* _Work to do_: Write out the lines below as a Markdown table with the columns No. and Line, starting at the line that contains "Target: blurred foliage" and ending at the last line of the rows. Leave out any blank lines.

* _Rows with named things to point at_:
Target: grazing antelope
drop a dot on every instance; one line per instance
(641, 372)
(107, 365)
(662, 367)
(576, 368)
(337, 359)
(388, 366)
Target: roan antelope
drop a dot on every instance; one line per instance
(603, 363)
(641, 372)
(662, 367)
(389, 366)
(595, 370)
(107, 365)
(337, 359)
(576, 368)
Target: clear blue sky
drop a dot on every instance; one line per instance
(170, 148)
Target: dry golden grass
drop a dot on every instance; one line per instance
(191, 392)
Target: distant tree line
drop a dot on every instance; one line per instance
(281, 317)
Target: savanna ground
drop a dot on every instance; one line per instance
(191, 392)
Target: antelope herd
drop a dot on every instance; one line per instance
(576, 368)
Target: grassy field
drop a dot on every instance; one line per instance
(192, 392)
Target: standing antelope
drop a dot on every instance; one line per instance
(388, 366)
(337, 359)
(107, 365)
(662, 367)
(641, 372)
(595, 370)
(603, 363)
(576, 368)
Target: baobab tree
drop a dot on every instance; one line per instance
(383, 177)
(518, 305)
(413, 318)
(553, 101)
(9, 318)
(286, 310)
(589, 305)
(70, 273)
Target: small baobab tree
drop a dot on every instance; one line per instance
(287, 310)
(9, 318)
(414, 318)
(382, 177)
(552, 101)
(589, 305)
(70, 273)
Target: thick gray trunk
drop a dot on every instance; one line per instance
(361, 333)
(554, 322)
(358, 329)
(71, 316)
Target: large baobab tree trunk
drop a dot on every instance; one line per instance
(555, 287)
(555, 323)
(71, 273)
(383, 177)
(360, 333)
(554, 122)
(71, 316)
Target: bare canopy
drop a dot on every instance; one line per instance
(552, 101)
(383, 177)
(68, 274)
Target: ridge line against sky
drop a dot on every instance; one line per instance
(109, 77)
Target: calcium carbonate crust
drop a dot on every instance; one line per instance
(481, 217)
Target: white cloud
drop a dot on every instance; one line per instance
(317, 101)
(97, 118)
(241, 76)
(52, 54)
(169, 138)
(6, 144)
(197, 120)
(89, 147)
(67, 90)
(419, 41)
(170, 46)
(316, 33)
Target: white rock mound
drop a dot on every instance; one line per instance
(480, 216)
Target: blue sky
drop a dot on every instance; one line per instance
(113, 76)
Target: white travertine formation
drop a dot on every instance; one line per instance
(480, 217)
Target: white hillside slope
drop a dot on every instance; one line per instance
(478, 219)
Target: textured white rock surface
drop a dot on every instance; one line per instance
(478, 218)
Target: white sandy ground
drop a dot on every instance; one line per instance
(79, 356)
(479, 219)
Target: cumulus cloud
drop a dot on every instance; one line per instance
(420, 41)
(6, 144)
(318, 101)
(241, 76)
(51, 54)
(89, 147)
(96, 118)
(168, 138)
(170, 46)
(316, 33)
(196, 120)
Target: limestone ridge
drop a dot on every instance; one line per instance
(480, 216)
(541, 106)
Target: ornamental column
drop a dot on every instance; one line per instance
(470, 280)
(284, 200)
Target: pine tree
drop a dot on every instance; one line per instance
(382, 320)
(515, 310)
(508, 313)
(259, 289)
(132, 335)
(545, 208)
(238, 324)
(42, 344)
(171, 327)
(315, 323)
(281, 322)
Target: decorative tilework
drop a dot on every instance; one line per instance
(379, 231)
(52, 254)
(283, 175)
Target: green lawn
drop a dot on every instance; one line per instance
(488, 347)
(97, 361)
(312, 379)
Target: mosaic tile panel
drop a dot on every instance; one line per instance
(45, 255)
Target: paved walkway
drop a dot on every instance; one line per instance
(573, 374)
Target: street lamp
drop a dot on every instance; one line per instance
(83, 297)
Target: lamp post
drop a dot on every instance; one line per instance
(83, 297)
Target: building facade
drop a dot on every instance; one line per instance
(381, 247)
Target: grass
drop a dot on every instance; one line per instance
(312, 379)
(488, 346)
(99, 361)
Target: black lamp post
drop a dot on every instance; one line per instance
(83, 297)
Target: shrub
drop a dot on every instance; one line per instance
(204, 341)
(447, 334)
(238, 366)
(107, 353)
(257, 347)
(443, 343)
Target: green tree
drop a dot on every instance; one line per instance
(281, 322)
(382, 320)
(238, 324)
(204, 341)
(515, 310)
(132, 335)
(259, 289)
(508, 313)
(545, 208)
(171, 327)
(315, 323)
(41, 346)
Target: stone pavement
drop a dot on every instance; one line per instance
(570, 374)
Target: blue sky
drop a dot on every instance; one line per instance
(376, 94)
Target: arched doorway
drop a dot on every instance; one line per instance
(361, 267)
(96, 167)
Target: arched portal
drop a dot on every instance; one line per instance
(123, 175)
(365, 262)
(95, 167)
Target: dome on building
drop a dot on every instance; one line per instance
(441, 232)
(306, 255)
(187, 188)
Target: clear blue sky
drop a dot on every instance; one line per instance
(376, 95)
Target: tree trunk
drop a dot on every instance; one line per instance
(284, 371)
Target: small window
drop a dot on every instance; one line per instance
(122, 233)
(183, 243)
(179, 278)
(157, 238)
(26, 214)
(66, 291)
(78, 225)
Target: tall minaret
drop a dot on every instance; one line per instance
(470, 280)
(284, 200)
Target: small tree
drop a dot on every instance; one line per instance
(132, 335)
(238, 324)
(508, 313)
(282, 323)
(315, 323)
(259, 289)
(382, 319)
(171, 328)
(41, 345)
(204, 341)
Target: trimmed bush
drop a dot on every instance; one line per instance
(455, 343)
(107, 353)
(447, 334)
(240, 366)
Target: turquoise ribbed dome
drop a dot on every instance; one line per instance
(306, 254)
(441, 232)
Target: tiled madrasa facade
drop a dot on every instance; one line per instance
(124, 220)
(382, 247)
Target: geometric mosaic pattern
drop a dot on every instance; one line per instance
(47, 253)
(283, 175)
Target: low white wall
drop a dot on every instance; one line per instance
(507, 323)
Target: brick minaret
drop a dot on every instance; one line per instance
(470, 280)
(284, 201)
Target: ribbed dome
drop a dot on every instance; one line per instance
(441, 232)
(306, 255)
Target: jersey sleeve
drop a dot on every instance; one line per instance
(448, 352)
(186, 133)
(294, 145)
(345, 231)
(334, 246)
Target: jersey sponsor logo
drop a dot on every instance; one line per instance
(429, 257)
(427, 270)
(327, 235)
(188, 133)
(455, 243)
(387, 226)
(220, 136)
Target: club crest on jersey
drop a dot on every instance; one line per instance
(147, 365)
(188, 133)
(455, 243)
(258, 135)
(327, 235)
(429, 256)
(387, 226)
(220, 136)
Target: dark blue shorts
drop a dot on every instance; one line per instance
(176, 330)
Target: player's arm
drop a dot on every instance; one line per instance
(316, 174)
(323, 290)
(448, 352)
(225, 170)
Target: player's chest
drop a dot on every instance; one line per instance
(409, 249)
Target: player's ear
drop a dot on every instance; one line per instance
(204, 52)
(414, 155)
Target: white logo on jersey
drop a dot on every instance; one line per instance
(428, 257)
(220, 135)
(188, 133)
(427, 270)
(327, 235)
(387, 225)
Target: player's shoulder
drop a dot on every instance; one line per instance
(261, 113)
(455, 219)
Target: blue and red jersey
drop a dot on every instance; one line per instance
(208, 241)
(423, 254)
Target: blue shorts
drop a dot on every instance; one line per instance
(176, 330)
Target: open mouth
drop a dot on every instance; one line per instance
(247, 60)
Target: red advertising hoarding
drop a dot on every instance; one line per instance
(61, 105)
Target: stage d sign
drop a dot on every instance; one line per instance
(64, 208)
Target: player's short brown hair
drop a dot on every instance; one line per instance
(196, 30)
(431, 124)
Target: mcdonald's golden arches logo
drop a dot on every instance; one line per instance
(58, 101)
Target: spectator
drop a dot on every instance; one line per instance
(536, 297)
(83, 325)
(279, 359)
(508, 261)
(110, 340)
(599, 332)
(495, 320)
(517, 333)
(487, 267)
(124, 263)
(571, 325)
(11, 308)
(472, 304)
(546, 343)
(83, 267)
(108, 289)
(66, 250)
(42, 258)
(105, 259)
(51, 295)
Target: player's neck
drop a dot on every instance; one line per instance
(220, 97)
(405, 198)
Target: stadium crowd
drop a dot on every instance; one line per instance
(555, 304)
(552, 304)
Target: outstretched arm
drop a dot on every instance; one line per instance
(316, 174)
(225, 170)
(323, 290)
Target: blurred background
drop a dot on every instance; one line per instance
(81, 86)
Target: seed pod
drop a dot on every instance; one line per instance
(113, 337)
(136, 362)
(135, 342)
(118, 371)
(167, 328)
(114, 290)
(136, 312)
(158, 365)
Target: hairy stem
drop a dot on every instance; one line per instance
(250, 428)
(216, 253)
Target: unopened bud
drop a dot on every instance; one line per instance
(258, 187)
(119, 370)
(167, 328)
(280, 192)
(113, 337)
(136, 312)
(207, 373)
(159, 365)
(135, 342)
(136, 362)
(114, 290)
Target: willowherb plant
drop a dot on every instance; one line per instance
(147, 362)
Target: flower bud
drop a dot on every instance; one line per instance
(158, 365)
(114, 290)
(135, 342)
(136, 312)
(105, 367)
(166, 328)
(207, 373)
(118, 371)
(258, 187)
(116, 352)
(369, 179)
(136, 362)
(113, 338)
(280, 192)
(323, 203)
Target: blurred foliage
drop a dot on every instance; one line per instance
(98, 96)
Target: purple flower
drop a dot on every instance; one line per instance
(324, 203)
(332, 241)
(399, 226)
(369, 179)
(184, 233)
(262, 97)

* _Answer to this exercise_:
| No. | Line |
|---|---|
| 1 | Target: blurred foliage |
| 2 | drop a dot on every instance; one line per instance |
| 3 | (98, 96) |
| 4 | Target: purple flower |
| 5 | drop a dot on every instance; one line per instance |
| 6 | (324, 203) |
| 7 | (332, 241) |
| 8 | (399, 226) |
| 9 | (369, 179) |
| 10 | (184, 233) |
| 11 | (262, 97) |